→ Excerpted passage:

▼

Also, it's useful to make similar studies of competing
packages either written in Python or in some other langauge.

I couldn't agree more.

Geremy Condra
 
G

geremy condra

I was as well, being one of them :)

Misunderstanding: 2, Me: 0... moving on ;)

How interested are you in a C port of graphine? I haven't had
any specific requests for it, but if its something you need I
can shuffle it towards the top of the to do pile.

Geremy Condra
 
G

geremy condra

There are two main reasons for a C implementation:

 1. performance

 2. memory footprint

These are important when using graphs with lots of nodes or
when using lots of graphs or operations on graphs in tight
loops.

However, to get such a new type into the core, you need to start
a PEP process and hash out the API some more, esp. with respect
to integration with the other core types, such as dictionaries
and lists of tuples for both creation and as alternative
representation.

I'm happy to start the PEP process, but will need some
guidance, as I've never written a PEP before.
Some other comments (in no particular order):

 * the "name" default of using id(node) is not ideal, since
  id(node) will return the address of the object and that
  can be subject to reuse within the lifetime of the process;
  using a global (thread-safe) counter would be safer

Good idea. I'm going to start a branch on the repo to
handle the changes you mention.
 * Graph.__init__ should be able to take a list or set
  of nodes and edges as initializer

The format of this will need to be thought all the way
through before being implemented. To date, we haven't
come up with anything completely satisfactory, but
AFAIK everybody involved is still open to suggestions
on this.
 * Graph.__setitem__ could be mapped to .add_node() for
  convenience

This may be a question of playing around with it. ATM I'm
not sold on the idea, but I'll implement it and see how it
turns out in practice.

▲

→ Entries provided:

▼

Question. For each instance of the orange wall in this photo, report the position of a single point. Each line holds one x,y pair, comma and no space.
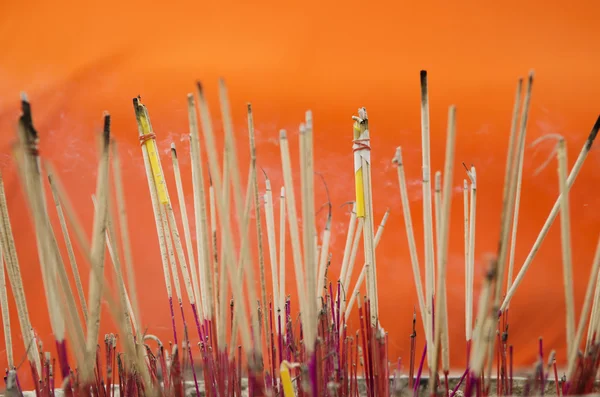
77,60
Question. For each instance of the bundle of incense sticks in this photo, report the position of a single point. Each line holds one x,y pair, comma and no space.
314,353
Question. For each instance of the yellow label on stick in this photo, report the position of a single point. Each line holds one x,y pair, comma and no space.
159,180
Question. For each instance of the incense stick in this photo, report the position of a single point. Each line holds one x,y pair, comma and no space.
206,279
270,220
472,174
70,250
5,313
583,318
441,311
427,213
565,228
553,213
124,229
364,206
468,325
186,227
412,247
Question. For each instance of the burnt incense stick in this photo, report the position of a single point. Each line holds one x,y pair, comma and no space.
5,313
70,250
124,231
364,204
565,228
441,310
553,213
437,205
427,213
16,282
412,247
186,227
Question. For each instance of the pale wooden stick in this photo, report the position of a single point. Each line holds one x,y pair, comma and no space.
321,284
5,314
565,229
353,253
117,268
412,247
206,279
97,252
124,229
16,282
361,276
437,206
508,203
583,318
471,267
70,250
258,223
308,220
31,176
427,213
186,225
509,159
270,220
282,260
293,222
553,213
223,214
466,240
348,246
362,149
215,249
441,314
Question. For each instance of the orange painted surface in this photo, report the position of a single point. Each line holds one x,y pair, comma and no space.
76,60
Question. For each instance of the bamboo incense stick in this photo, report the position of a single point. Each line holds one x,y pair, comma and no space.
466,241
293,221
70,250
270,221
97,253
186,227
258,223
224,221
441,311
16,282
206,279
282,261
349,239
472,174
509,195
5,314
412,247
308,220
364,205
565,228
124,229
553,213
437,205
427,213
583,318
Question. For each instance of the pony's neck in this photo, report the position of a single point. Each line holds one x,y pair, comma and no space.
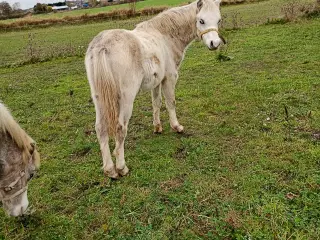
178,26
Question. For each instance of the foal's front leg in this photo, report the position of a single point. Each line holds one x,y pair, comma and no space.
168,86
126,106
156,103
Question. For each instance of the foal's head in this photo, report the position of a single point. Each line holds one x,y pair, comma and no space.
15,172
208,18
19,159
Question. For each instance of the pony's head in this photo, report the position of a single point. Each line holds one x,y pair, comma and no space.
19,160
15,176
208,18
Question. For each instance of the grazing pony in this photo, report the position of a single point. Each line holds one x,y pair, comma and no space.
120,62
19,159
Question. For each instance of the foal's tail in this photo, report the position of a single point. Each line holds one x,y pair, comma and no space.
107,91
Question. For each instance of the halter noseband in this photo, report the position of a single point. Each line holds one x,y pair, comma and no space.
11,186
200,34
207,31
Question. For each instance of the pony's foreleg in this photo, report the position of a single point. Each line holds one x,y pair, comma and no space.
168,86
156,103
102,134
126,106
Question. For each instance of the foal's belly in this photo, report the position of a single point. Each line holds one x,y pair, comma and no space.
153,73
150,82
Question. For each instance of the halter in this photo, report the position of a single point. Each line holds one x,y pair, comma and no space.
200,34
207,31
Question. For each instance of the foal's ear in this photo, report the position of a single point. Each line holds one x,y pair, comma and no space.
199,4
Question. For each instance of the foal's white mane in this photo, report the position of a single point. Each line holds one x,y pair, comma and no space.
19,136
170,21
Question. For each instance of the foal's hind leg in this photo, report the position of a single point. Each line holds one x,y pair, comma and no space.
102,134
168,86
156,103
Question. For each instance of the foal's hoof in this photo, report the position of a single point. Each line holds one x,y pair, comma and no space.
157,129
124,171
178,128
111,174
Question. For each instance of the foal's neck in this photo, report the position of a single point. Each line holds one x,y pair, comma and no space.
178,26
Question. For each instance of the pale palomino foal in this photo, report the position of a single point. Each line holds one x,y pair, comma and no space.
120,62
18,161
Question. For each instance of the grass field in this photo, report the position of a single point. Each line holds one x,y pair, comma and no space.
244,169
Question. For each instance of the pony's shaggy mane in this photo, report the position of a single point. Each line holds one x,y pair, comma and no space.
170,21
19,136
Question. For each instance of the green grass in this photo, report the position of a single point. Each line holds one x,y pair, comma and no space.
227,177
53,40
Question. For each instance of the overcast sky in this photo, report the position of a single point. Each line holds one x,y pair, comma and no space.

▲

→ Set problem 1: List every comment marked with an asterisk in the graphine discussion.
→ Set problem 2: According to the graphine discussion, what process must be started to get such a new type into the core?
→ Set problem 3: Write the next few lines of the graphine discussion, continuing after its final sentence.

→ Written response 1:
- The "name" default of using id(node) is not ideal, since id(node) returns the object's address and that can be reused within the lifetime of the process; a global, thread-safe counter would be safer.
- Graph.__init__ should be able to take a list or set of nodes and edges as initializer.
- Graph.__setitem__ could be mapped to .add_node() for convenience.

→ Written response 2: A PEP process.

→ Written response 3:
 * Graph.__length__ could be mapped to .size() for
  convenience

We decided not to do this due to the ambiguity between
whether .size() or .order() was the intended operation,
and looking back I'm not sure that was entirely unjustified.
Do you see there being any confusion on that score?
 * Graph.__iter__ could be mapped to an iterator using
  the fastest traversal method for the graph nodes
  (ie. order does not matter, it's only important that
  all nodes are found as fast as possible)

Again, it seems ambiguous as to whether nodes or
edges are the intended target here, and while the
API can obviously dictate that, it seems a bit like
a case of "in the face of ambiguity, refuse the
temptation to guess" to me.
 * Graph could also benefit from some bulk update methods,
  e.g. to update weights on all edges or nodes by passing
  in a dictionary mapping names to attribute values

Sounds good. Again, the format will need some careful
thought, but you're right that this would improve it
greatly.
 * Graph could benefit from some bulk query methods,
  such as .get_node_attributes() and .add_edges().

I'm not sure how the first is different from the existing
..data, what did you have in mind?
 * Node.__getitem__ could be mapped to .data.__getitem__
  (following the approach taken by ElementTree); same
  for Edge.__getitem__
 * Node.__setitem__ could be mapped to .data.__setitem__
  (following the approach taken by ElementTree); same
  for Edge.__setitem__

..data is just a property that returns a dictionary of non
private members right now, so if you're wanting to just say
node.this = 'stuff', you can already do that. Or am I
misreading your intent?
 * I'd add a DirectedEdge alias for Edge and a new
  UndirectedEdge as subclass which has is_directed=False;
  makes code more readable

Sounds good, and thanks for the advice!

Geremy Condra
 
S

Steven D'Aprano

Again, it seems ambiguous as to whether nodes or edges are the intended
target here, and while the API can obviously dictate that, it seems a
bit like a case of "in the face of ambiguity, refuse the temptation to
guess" to me.

Consider dicts. They have methods that iterates over keys, values, and
(key, value) pairs, but if you just iterate over the dict itself, you get
the keys. This was a deliberate design decision.

It's not a matter of guessing in the face of ambiguity, but giving an
easy way to get the most common case. Assuming that iteration over nodes
is more common than iteration over edges, then iter(graph) should yield
nodes in some unspecified order. If you need the nodes in a particular
order, then you will call some method that guarantees the order, and if
you want the edges, you call a method that gives edges.

If you're not sure whether wanting nodes or edges will be more common,
then you should wait until you, or the community, has more real-world
experience with the module. Python had dicts for something approaching a
decade before they became directly iterable.
 
G

geremy condra

Consider dicts. They have methods that iterates over keys, values, and
(key, value) pairs, but if you just iterate over the dict itself, you get
the keys. This was a deliberate design decision.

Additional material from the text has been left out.